*TO BE DONE*.
• A. Reproduce everything in the loan-data text from "## Answer these" down to "mean_debt_rate.round(2)".
• B. Rewrite the entries from their start down to the line containing "[[[164,555],[174,562],[198,561],[198,531],[190,513],[161,513]]]", replacing "flower bucket" with "flower pot" and changing nothing else. Give only those lines.

*PASSAGE TO READ*.
*****

24300-32400        5834
17200-24300        5356
less then 17200    5333
32400 and above    4879
Name: income_level, dtype: int64

Categorize loan purpose:

- Define function that gets the loan purpose as was reported and returns the right purpose category
- Apply the function to all the rows creates a new column 'purpose category'   

In [70]:
import nltk
from nltk.stem import SnowballStemmer
from nltk.stem import WordNetLemmatizer
english_stemmer = SnowballStemmer('english')
wordnet_lemma = WordNetLemmatizer()
purpose_step_dict = {'wedding':['wed'],'real_estate':['hous','properti','estat'],'car':['car'],'education':['educ','univers']}

def categorize(purpose_text):
        loan_purpose = nltk.word_tokenize(purpose_text.lower())

        for word in loan_purpose:
            word = english_stemmer.stem(word)
            if word in purpose_step_dict.get('wedding'):
                return 'wedding'
                break
            if  word in purpose_step_dict.get('real_estate'):
                return 'real estate'
                break
            if word in purpose_step_dict.get('car'):
                return 'car'
                break
            if word in purpose_step_dict.get('education'):
                return 'education'
                break
            else:
                continue
                        
customer_details.loc[:,'purpose_category'] = customer_details.loc[:,'purpose'].apply(categorize)
customer_details['purpose_category'].value_counts()

real estate    10780
car             4288
education       3997
wedding         2337
Name: purpose_category, dtype: int64

### Conclusion

I had a lot of work in categorizing the data. I did it in order to build the basis for later analysis by categories:
1. I took out the educationdescription and family_status description, created dedicated id_description dataframe, and left onlt the id's in the main dataframe
2. Categorized the children data into two categories - having children Yes/No
3. Categorized total income into 4 income levels according to their percentile.
4. Categorized loan purpose free text that actualy holds 4 different purposes, into 4 purpose types. did it by tokenizing the text and stemming each word. using functions that checks if the word belongs to one of the lists in the dictionary in built for it.

## Answer these questions

- Is there a relation between having kids and repaying a loan on time?

- First, I would like to calculate the mean debt_rate for the whole population:

In [71]:
mean_debt_rate = customer_details['debt'].sum()/customer_details['debt'].count()*100
mean_debt_rate.round(2)

*****

*ENTRIES PROVIDED*.
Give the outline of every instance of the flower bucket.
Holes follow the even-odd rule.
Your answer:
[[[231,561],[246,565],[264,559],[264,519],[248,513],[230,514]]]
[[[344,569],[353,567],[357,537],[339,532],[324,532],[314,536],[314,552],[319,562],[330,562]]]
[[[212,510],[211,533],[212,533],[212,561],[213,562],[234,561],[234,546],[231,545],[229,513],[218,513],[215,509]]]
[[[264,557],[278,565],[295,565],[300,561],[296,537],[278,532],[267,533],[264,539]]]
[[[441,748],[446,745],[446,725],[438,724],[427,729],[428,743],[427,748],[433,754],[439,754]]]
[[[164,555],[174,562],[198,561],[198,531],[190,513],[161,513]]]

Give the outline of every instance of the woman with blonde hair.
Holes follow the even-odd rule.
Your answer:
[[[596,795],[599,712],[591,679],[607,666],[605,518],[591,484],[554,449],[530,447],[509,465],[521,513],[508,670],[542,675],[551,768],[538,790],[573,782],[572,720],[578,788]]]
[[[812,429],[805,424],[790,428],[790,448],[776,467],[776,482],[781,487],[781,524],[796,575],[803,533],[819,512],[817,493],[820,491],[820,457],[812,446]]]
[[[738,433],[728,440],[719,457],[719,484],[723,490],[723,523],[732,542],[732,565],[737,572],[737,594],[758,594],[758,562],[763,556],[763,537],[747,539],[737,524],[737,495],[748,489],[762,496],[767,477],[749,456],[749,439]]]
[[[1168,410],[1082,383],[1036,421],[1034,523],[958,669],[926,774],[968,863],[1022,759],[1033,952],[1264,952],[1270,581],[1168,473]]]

*****

*WRITTEN RESPONSES*.
• A.
## Answer these questions

- Is there a relation between having kids and repaying a loan on time?

- First, I would like to calculate the mean debt_rate for the whole population:

In [71]:
mean_debt_rate = customer_details['debt'].sum()/customer_details['debt'].count()*100
mean_debt_rate.round(2)

• B.
Give the outline of every instance of the flower pot.
Holes follow the even-odd rule.
Your answer:
[[[231,561],[246,565],[264,559],[264,519],[248,513],[230,514]]]
[[[344,569],[353,567],[357,537],[339,532],[324,532],[314,536],[314,552],[319,562],[330,562]]]
[[[212,510],[211,533],[212,533],[212,561],[213,562],[234,561],[234,546],[231,545],[229,513],[218,513],[215,509]]]
[[[264,557],[278,565],[295,565],[300,561],[296,537],[278,532],[267,533],[264,539]]]
[[[441,748],[446,745],[446,725],[438,724],[427,729],[428,743],[427,748],[433,754],[439,754]]]
[[[164,555],[174,562],[198,561],[198,531],[190,513],[161,513]]]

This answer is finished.